-- begin Dataset records --

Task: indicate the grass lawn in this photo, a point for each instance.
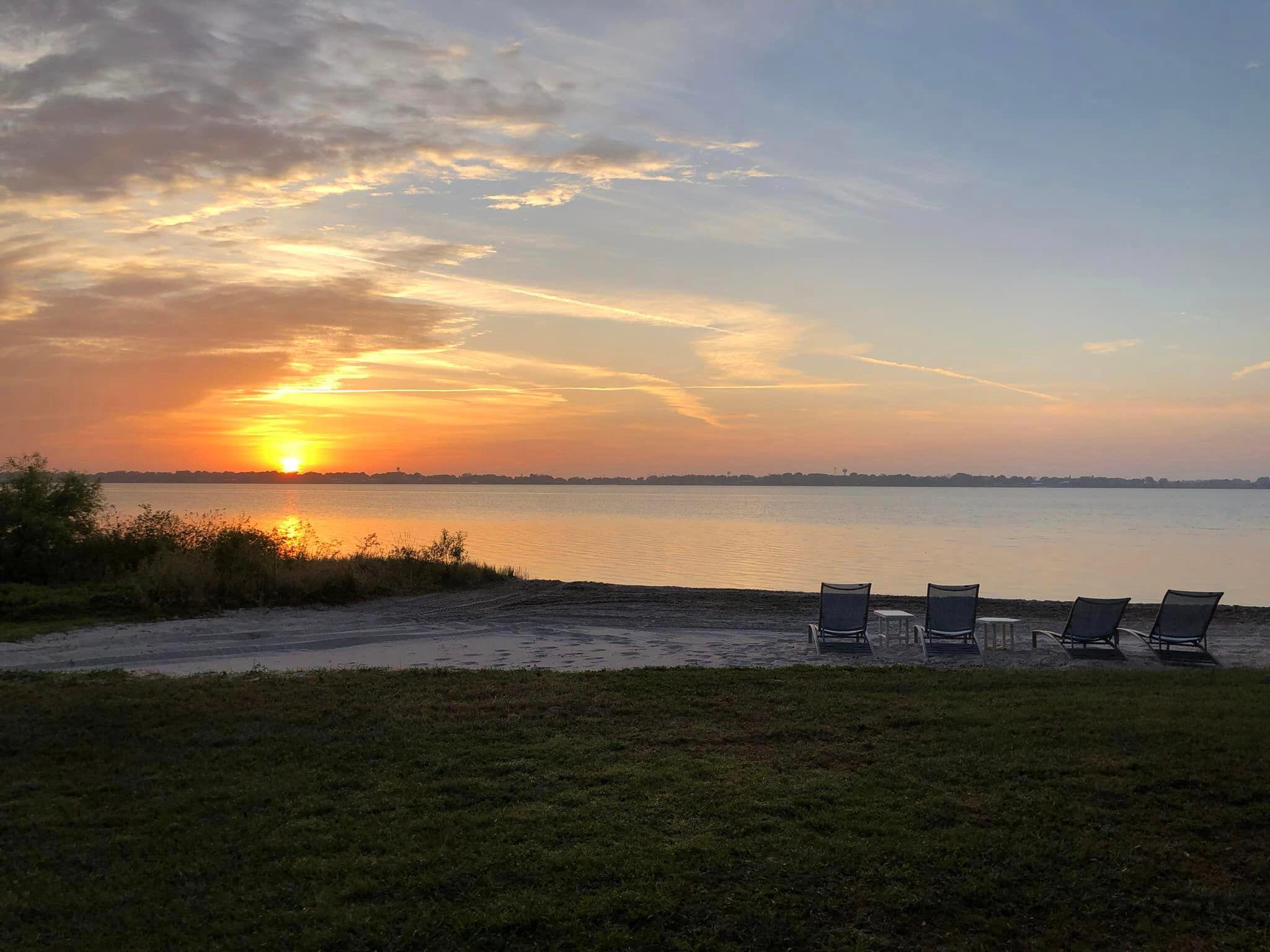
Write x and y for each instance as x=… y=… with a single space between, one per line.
x=649 y=809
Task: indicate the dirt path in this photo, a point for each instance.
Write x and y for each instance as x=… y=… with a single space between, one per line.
x=571 y=626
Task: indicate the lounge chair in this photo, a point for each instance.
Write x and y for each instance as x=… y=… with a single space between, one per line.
x=1093 y=621
x=950 y=616
x=1183 y=621
x=843 y=619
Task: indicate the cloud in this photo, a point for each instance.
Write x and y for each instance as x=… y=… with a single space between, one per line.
x=546 y=197
x=1251 y=368
x=755 y=173
x=1110 y=347
x=956 y=375
x=710 y=145
x=269 y=106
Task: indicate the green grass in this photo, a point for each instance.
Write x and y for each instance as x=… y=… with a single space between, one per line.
x=647 y=809
x=27 y=610
x=187 y=584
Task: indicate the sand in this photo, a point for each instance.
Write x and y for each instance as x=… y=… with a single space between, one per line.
x=575 y=626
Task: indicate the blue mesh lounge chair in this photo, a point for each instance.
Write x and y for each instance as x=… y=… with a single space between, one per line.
x=1183 y=621
x=1093 y=621
x=843 y=619
x=950 y=614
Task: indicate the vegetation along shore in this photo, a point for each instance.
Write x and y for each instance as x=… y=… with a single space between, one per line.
x=66 y=562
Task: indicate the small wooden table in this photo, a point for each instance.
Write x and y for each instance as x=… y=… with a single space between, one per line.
x=892 y=621
x=995 y=626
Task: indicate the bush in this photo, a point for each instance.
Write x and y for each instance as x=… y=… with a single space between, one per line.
x=45 y=519
x=156 y=563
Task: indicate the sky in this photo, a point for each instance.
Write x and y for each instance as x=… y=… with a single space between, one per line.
x=601 y=239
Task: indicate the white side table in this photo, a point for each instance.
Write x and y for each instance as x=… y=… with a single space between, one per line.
x=995 y=627
x=893 y=622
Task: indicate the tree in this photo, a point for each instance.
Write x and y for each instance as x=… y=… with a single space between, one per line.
x=43 y=514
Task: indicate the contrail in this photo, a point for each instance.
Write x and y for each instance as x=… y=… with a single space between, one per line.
x=510 y=288
x=539 y=387
x=592 y=305
x=954 y=374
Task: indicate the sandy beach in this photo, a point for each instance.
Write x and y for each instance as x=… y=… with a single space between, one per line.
x=574 y=626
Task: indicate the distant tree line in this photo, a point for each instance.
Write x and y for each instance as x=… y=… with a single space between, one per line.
x=783 y=479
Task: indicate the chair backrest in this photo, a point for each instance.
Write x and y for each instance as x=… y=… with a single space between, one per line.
x=1095 y=619
x=1186 y=615
x=951 y=610
x=843 y=609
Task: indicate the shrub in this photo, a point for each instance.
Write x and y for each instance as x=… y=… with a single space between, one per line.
x=158 y=563
x=45 y=518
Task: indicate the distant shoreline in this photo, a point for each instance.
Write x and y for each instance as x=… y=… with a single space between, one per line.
x=961 y=480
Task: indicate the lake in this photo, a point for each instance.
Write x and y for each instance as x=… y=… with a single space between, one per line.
x=1016 y=542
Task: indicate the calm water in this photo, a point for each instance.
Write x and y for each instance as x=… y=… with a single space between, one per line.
x=1016 y=542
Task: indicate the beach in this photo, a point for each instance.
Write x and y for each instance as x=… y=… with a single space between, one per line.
x=582 y=626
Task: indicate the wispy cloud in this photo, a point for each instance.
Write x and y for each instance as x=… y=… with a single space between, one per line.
x=546 y=197
x=1251 y=368
x=710 y=144
x=1110 y=347
x=755 y=173
x=954 y=375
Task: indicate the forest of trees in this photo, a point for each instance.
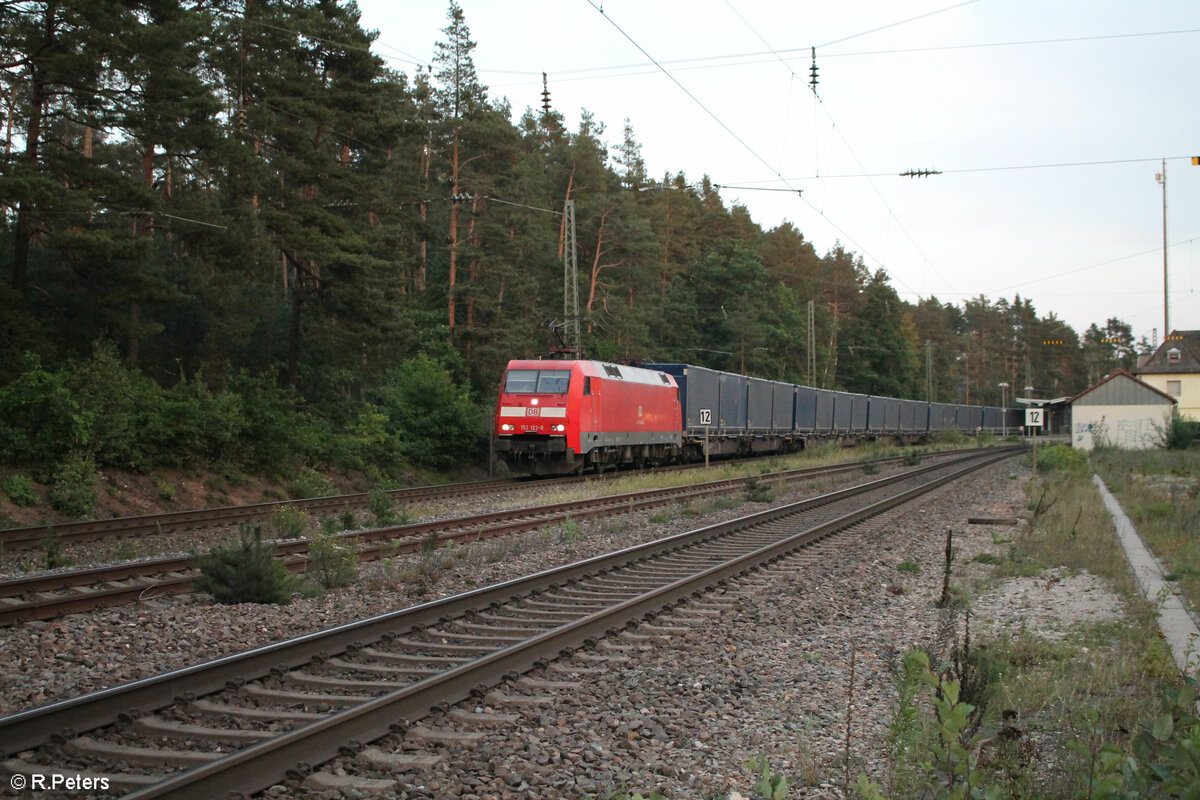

-- end Dataset records --

What you should do:
Express every item above as a JSON list of strings, with one string for each line and blank lines omitted. Leave the pictures out of the answer.

Result of this task:
[
  "Task: indicate the grass lawn in this photo, a point for each instance.",
  "Write x and y for each instance as x=… y=… with a single space between, one per line.",
  "x=649 y=809",
  "Task: indicate the dirt path in this photo, a point for each instance.",
  "Write x and y for each instance as x=… y=… with a single space between, one per line.",
  "x=571 y=626",
  "Task: indicate the lounge chair in this photo, a point for each instance.",
  "Write x and y for each instance as x=… y=… with a single space between, one per line.",
  "x=1093 y=621",
  "x=950 y=616",
  "x=1183 y=621",
  "x=843 y=619",
  "Task: indicate the cloud in this photo, a point for each instance.",
  "Write x and y for each instance as x=… y=… with a single space between, one per line.",
  "x=546 y=197",
  "x=1251 y=368",
  "x=755 y=173",
  "x=1110 y=347",
  "x=956 y=375",
  "x=710 y=145",
  "x=269 y=106",
  "Task: indicate the green grass in this photo, a point for each instance.",
  "Write x and y for each instance as x=… y=… with a single space between, one per line.",
  "x=647 y=809",
  "x=27 y=610",
  "x=187 y=584",
  "Task: indicate the sand in this photo, a point for each instance.",
  "Write x and y for each instance as x=… y=… with a single space between, one per line.",
  "x=575 y=626",
  "Task: indicate the blue mesh lounge chair in this photo, a point for each instance.",
  "Write x and y for each instance as x=… y=… with a single space between, one per line.",
  "x=1183 y=621",
  "x=1093 y=621",
  "x=843 y=619",
  "x=950 y=614",
  "Task: indicate the vegetation along shore in this photo, a point for each instance.",
  "Write x and y for each instance as x=… y=… with a single space between, one per line.",
  "x=66 y=562",
  "Task: indicate the small wooden table in this photo, a point for each instance.",
  "Write x and y for each instance as x=… y=… with a single space between, one per line.",
  "x=892 y=621",
  "x=995 y=626",
  "Task: indicate the bush in this photo, a point for each instance.",
  "Write x and y for each instance as x=… y=… with a single space between, one per line.",
  "x=45 y=519",
  "x=156 y=563",
  "Task: indicate the sky in this photo, a point for each instance.",
  "Write x and y for each instance as x=… y=… with a single space between, one per line.",
  "x=601 y=239",
  "Task: indicate the white side table in this photo, a point for each instance.",
  "Write x and y for each instance as x=… y=… with a single space between, one per line.",
  "x=995 y=627",
  "x=893 y=622",
  "Task: indicate the tree in this photo, a point for each instance.",
  "Write x and y for each instance as x=… y=… with a single space between, one per line.",
  "x=43 y=514",
  "Task: indicate the contrail in this photo, a point for each instance.",
  "Write x and y for each instance as x=… y=… with a single space between, one per line.",
  "x=510 y=288",
  "x=539 y=387",
  "x=592 y=305",
  "x=954 y=374",
  "Task: indicate the sandy beach in this photo, a point for each instance.",
  "Write x and y for each instance as x=… y=… with a single space between, one per line.",
  "x=574 y=626",
  "Task: indicate the distant tree line in this photo, a point for each instance.",
  "Write x and y for each instance as x=… y=… with a single space between, one per line.",
  "x=783 y=479",
  "Task: indicate the chair backrest in this photo, a point for each instance.",
  "Write x and y for each instance as x=… y=… with a single space between, one per line.",
  "x=1095 y=619",
  "x=1186 y=615",
  "x=951 y=610",
  "x=843 y=609",
  "Task: indicate the shrub in this photo, a point for each instance.",
  "Write x and y for each instance as x=… y=… with a single space between, one per line.",
  "x=158 y=563",
  "x=45 y=518",
  "Task: indicate the distant shoreline in this photo, a point for each instance.",
  "Write x and y for each instance as x=… y=… with a single space between, one per line.",
  "x=961 y=480",
  "Task: indicate the lake in this photo, a point for each instance.",
  "Write x and y for each instance as x=… y=… with a single space between, one per line.",
  "x=1016 y=542",
  "Task: indicate the calm water in this photo, a point for each instance.",
  "Write x and y for each instance as x=… y=… with a single space between, one per line.",
  "x=1016 y=542",
  "Task: indicate the beach in this photo, a point for each instance.",
  "Write x and y for each instance as x=… y=… with a single space between, one per line.",
  "x=582 y=626",
  "Task: indicate the wispy cloud in this photo, a point for each instance.",
  "Write x and y for each instance as x=… y=… with a single space between, one per line.",
  "x=546 y=197",
  "x=1251 y=368",
  "x=710 y=144",
  "x=1110 y=347",
  "x=755 y=173",
  "x=954 y=375",
  "Task: indicate the forest of trees in this photo, a point for each instance."
]